>>>

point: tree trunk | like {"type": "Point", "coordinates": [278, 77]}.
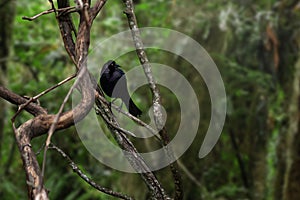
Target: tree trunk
{"type": "Point", "coordinates": [7, 10]}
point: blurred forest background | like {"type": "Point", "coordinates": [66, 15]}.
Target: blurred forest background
{"type": "Point", "coordinates": [255, 45]}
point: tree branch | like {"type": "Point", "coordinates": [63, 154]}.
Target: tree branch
{"type": "Point", "coordinates": [85, 177]}
{"type": "Point", "coordinates": [13, 98]}
{"type": "Point", "coordinates": [141, 53]}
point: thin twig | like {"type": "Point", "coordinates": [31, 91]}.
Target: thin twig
{"type": "Point", "coordinates": [53, 126]}
{"type": "Point", "coordinates": [157, 112]}
{"type": "Point", "coordinates": [85, 177]}
{"type": "Point", "coordinates": [130, 116]}
{"type": "Point", "coordinates": [96, 9]}
{"type": "Point", "coordinates": [21, 107]}
{"type": "Point", "coordinates": [48, 12]}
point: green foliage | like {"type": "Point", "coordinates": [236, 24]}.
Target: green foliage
{"type": "Point", "coordinates": [232, 32]}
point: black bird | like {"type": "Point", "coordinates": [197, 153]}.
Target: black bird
{"type": "Point", "coordinates": [114, 84]}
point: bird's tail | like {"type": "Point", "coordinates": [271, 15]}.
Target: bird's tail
{"type": "Point", "coordinates": [133, 109]}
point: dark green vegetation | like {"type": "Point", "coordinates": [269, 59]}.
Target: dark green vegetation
{"type": "Point", "coordinates": [255, 46]}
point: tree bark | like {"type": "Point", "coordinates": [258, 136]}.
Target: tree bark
{"type": "Point", "coordinates": [7, 11]}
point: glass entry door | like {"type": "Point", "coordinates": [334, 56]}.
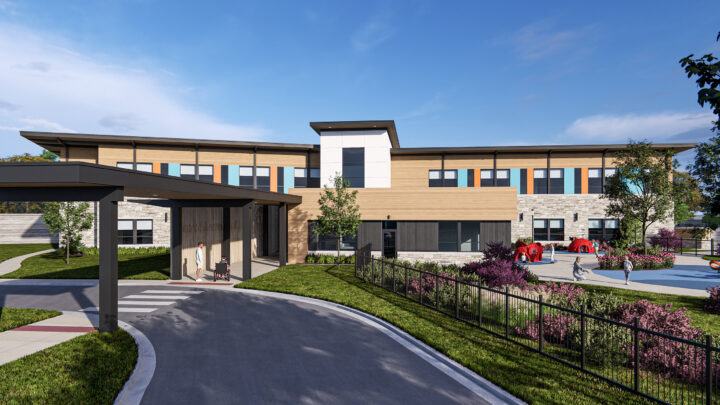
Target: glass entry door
{"type": "Point", "coordinates": [389, 243]}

<<<

■ WHAT THE TASK ASKS ■
Could you edit the rows above so that every "Target" becomes "Label", leaving all else unchanged and the pictures out?

■ SOLUTION TO THIS TASK ■
point: tree trunk | like {"type": "Point", "coordinates": [278, 77]}.
Label: tree trunk
{"type": "Point", "coordinates": [7, 10]}
point: blurred forest background | like {"type": "Point", "coordinates": [66, 15]}.
Label: blurred forest background
{"type": "Point", "coordinates": [255, 45]}
point: tree branch | like {"type": "Point", "coordinates": [63, 154]}.
Label: tree branch
{"type": "Point", "coordinates": [85, 177]}
{"type": "Point", "coordinates": [13, 98]}
{"type": "Point", "coordinates": [141, 53]}
point: thin twig | like {"type": "Point", "coordinates": [31, 91]}.
Label: thin twig
{"type": "Point", "coordinates": [53, 126]}
{"type": "Point", "coordinates": [157, 112]}
{"type": "Point", "coordinates": [85, 177]}
{"type": "Point", "coordinates": [130, 116]}
{"type": "Point", "coordinates": [96, 9]}
{"type": "Point", "coordinates": [21, 107]}
{"type": "Point", "coordinates": [48, 12]}
point: green foliage | like {"type": "Point", "coordinates": [236, 24]}.
Label: green foliage
{"type": "Point", "coordinates": [232, 32]}
point: black bird | like {"type": "Point", "coordinates": [197, 153]}.
Label: black bird
{"type": "Point", "coordinates": [114, 84]}
point: bird's tail | like {"type": "Point", "coordinates": [271, 15]}.
Label: bird's tail
{"type": "Point", "coordinates": [133, 109]}
point: dark green vegetation | like {"type": "Point", "coordinates": [269, 59]}.
Label: dark green vegetation
{"type": "Point", "coordinates": [255, 46]}
point: tree bark | like {"type": "Point", "coordinates": [258, 136]}.
Label: tree bark
{"type": "Point", "coordinates": [7, 11]}
point: glass entry door | like {"type": "Point", "coordinates": [334, 56]}.
Label: glass entry door
{"type": "Point", "coordinates": [389, 243]}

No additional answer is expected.